Image-grounded pointing data
==============================

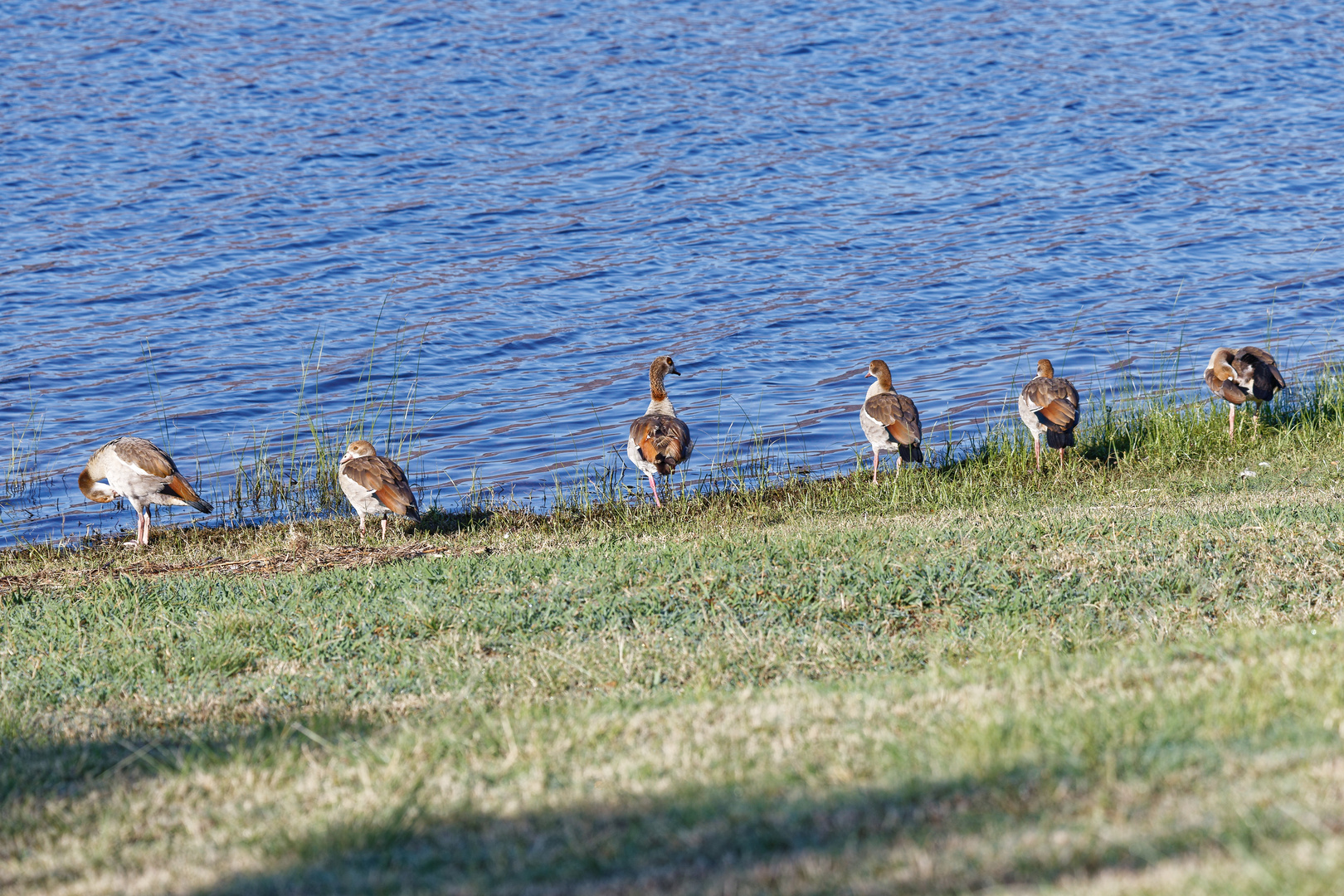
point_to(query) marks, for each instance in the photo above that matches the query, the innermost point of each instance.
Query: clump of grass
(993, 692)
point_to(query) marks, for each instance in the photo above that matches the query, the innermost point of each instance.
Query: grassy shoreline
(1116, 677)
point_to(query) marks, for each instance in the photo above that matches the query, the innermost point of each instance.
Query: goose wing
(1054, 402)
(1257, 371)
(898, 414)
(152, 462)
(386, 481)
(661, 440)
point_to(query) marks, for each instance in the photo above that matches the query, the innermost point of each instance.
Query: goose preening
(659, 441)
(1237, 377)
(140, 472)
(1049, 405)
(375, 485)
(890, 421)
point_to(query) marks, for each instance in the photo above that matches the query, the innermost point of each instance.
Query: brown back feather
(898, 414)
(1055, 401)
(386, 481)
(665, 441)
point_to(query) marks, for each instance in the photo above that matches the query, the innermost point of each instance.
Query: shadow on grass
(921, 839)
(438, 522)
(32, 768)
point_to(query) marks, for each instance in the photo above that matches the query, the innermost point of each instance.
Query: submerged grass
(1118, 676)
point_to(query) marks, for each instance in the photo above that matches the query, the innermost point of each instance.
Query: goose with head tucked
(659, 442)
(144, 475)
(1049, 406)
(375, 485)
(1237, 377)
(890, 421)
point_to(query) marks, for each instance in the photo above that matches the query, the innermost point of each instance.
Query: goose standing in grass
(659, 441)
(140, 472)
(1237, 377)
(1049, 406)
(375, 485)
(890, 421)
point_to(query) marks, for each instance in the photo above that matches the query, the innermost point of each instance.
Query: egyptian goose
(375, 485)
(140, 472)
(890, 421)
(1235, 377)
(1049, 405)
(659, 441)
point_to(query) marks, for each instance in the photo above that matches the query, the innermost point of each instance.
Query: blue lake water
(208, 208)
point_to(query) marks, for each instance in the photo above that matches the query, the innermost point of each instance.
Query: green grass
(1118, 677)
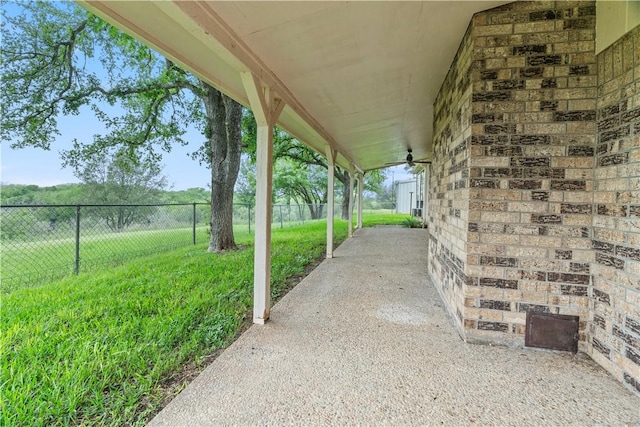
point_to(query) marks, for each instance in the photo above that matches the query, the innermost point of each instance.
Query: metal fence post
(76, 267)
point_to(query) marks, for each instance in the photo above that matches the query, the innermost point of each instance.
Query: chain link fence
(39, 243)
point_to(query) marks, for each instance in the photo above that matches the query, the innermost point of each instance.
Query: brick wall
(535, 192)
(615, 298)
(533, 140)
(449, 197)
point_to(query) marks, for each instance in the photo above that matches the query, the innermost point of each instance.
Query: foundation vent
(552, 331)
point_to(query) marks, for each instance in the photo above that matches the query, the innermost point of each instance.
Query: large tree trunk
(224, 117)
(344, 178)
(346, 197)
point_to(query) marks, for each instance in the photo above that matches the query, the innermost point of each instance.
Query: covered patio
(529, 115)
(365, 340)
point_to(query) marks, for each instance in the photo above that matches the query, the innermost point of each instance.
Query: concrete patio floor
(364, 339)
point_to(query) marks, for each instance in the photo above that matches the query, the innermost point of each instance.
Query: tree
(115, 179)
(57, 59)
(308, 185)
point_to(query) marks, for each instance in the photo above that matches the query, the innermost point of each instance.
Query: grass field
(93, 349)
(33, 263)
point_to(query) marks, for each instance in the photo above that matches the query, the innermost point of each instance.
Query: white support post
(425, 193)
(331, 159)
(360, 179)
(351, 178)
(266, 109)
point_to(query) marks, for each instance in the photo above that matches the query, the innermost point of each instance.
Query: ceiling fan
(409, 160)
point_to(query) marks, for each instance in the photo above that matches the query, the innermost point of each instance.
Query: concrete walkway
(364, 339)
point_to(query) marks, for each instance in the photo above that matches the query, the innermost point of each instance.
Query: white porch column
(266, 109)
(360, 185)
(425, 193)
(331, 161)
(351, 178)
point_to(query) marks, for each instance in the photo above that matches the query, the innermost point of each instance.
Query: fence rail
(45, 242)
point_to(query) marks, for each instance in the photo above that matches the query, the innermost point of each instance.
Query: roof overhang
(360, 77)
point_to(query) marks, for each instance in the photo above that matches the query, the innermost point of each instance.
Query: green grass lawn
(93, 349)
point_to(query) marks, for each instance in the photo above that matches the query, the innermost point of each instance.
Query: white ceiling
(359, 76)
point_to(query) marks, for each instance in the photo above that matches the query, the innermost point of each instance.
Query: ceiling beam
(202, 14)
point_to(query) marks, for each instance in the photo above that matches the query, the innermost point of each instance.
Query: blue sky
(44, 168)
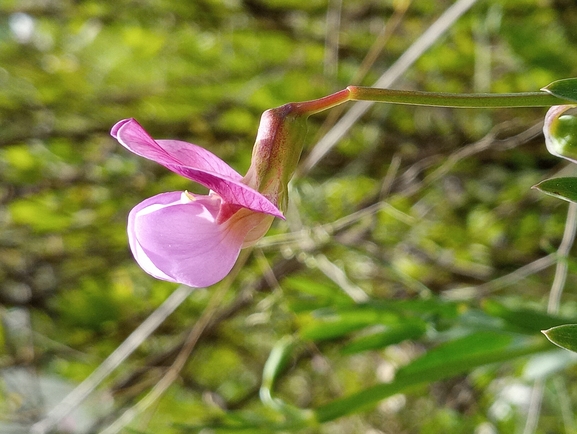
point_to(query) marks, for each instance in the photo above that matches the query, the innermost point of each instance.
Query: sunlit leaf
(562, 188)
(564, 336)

==============================

## What to do
Write out the records once more, word for word, though without the pictures they contain.

## Response to the task
point_to(query) marks, for each instance in the photo above that matches the query, the innermost point of each instance.
Query: clump of grass
(993, 692)
point_to(query) marks, for each instance in the photo above that matches the query, the innermost point of each instance.
Query: grassy shoreline
(1116, 677)
point_to(query) marks, for each instance in the photo above that matches the query, the innermost point of each instance.
Query: goose wing
(1054, 402)
(1257, 371)
(898, 414)
(152, 462)
(386, 481)
(661, 440)
point_to(query) marks, for each instance in the photo above that matches the query, the innermost point of each instance.
Query: goose preening
(659, 441)
(1237, 377)
(140, 472)
(1049, 405)
(375, 485)
(890, 421)
point_to(query) marks, for each instance in the photo above that matches the query, the innermost point of each instance.
Query: brown back feather
(898, 414)
(1055, 401)
(386, 481)
(665, 441)
point_to(query) marks, for each instance in the photo above that matches the query, the innermost point of each instance.
Query: shadow on grass
(921, 839)
(438, 522)
(32, 768)
point_to(query) marks, for each instance in the photo above that matches the query, the innermost point of each instance.
Query: submerged grass
(1118, 676)
point_to(query) marks, for each instance in the photo above that matches the query, the innermost point of each instance.
Query: goose with head tucked
(659, 442)
(144, 475)
(1049, 406)
(375, 485)
(1237, 377)
(890, 421)
point_to(query) marks, for each instance in the photo above that matches the query, the innermost point of each instance.
Query: goose standing in grass
(659, 441)
(140, 472)
(1237, 377)
(1049, 406)
(375, 485)
(890, 421)
point_to(query) marks, for each instance in the photo above that matches the query, the innermost point of each instance.
Query: egyptian goose
(375, 485)
(140, 472)
(890, 421)
(1235, 377)
(1049, 405)
(659, 441)
point_to(query) marks, for each instance in the photo above that matches the query, the innermost point of each instance.
Query: blue lake water
(208, 208)
point_to(query) marks, for each instance in the photo above that matches the query, the innermost point of each instance.
Query: green grass
(1118, 677)
point_to(query) marks, for each instance in the photo above that matches the query, the innermost point of each instance.
Query: metal fence post
(76, 267)
point_to(query) marks, for each instance in the photo above that matches the query, the innermost point of each instance.
Query: chain link fence
(39, 243)
point_to(query) marks, for each instance in the photo above that matches the query, the innermost point of each instance.
Query: brick wall
(535, 192)
(615, 298)
(533, 140)
(449, 197)
point_to(query) marks, for each instance in the photo above that matches the query, the innermost point of each instance.
Query: foundation vent
(552, 331)
point_to(query) marks, for each instance in the photo above that matches the query, the innermost point of each instance.
Query: large tree trunk
(224, 117)
(344, 178)
(346, 197)
point_to(query) marks, for each instance in the photo above that matches the query, the innermost point of each instance.
Query: covered patio
(529, 115)
(365, 340)
point_to(query) marks, for each instance in the photo above that matches the query, the innermost point of each instance.
Query: concrete patio floor
(364, 339)
point_to(query) marks, for each instance in the photo above that matches the query, the innermost point of each instance.
Query: tree
(115, 179)
(57, 59)
(308, 185)
point_to(query) marks, for each instance in the photo above that matches the query, the innermost point of each instance.
Query: grass field
(93, 349)
(33, 263)
point_to(query) marks, for each instance in the photo above that matches the query, the innermost point of each instance.
Query: white support post
(425, 193)
(331, 159)
(360, 179)
(351, 178)
(266, 109)
point_to(query) marks, for each instance in the photo above that matches the query, the innermost point of each instance.
Query: ceiling fan
(409, 160)
point_to(query) marks, for each instance in the photo above that matches the query, the innermost point of each instance.
Query: concrete walkway
(364, 339)
point_to(query) marks, for each instance in the photo above that matches the query, the innermost point of each instance.
Query: white porch column
(266, 109)
(360, 185)
(425, 193)
(331, 161)
(351, 178)
point_to(query) marks, for each instance in the photo above that matches the query, the innermost point of each instance.
Query: fence rail
(45, 242)
point_to(query) marks, for each instance in the photo above that matches the query, the innermost point of each instance.
Query: roof overhang
(360, 77)
point_to(query) marks, for each instance in the photo above that matches the query, the innermost point of each instance.
Query: green grass lawn
(93, 349)
point_to(query) marks, for each instance in the photo above that matches the query, the innermost point of each instance.
Query: white ceiling
(359, 76)
point_to(query) marks, for each instance in the photo above that matches the query, the innermost point of each instance.
Query: ceiling beam
(202, 14)
point_to(query) marks, for each instance in the photo above that matches the query, the innermost point of each instance.
Query: blue sky
(44, 168)
point_to(query) marks, for each instance in the photo above that matches the query, the innermost point of each instance.
Query: sunlit leaf
(562, 188)
(564, 336)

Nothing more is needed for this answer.